▸ **Input records**:
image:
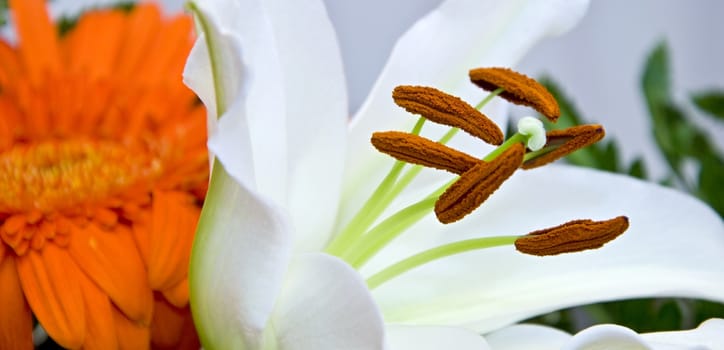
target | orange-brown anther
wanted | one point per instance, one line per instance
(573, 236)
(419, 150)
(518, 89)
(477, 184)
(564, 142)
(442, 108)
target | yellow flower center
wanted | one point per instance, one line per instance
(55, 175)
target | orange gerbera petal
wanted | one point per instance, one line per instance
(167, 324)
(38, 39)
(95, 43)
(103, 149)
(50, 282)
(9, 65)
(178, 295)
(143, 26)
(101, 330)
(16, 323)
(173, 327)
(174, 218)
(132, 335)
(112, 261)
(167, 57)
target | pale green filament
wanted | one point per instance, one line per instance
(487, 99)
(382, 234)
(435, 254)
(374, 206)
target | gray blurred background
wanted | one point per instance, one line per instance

* * *

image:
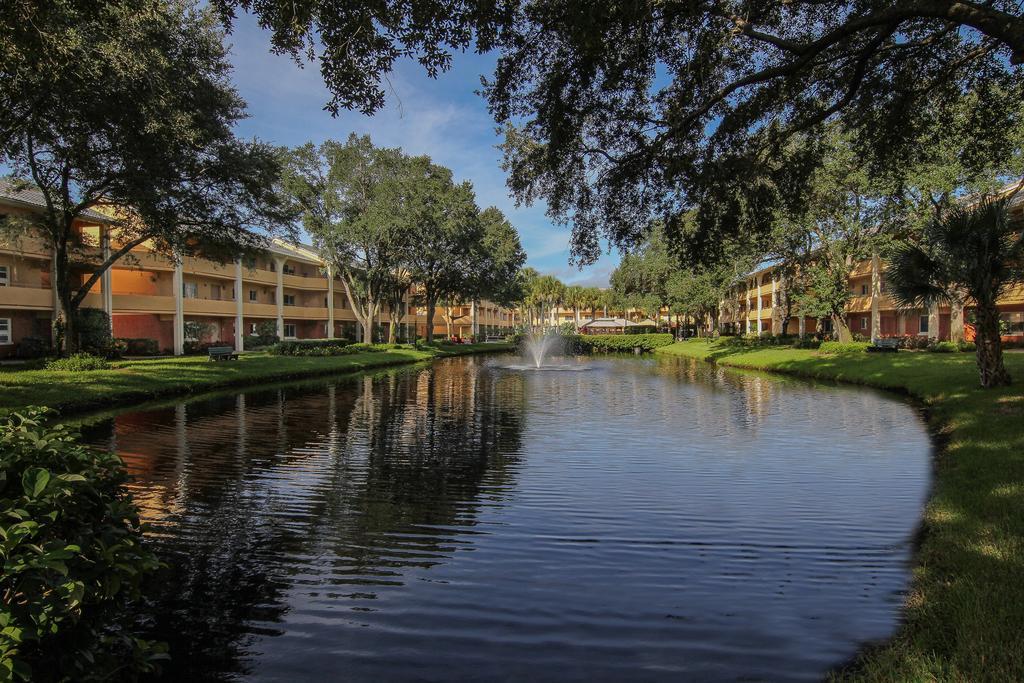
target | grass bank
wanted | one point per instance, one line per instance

▸ **The task**:
Copy out each line of the records above that contains the string "orange".

▸ **Task output**:
target | orange-brown anther
target | orange gerbera petal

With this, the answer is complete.